RECORDS TO PROCESS start
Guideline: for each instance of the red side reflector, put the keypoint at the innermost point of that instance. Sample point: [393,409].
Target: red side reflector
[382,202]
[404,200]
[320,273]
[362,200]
RECORDS TO PROCESS end
(TASK DESCRIPTION):
Convert every line of the records above into a JSON array of strings, one string per line, skipping any blank lines.

(ANSWER BELOW):
[
  "Guideline: for each instance of the red side reflector, put the keypoint at the innermost point of that instance. Sample point: [393,409].",
  "Target: red side reflector",
  "[382,202]",
  "[404,200]",
  "[320,273]",
  "[362,200]"
]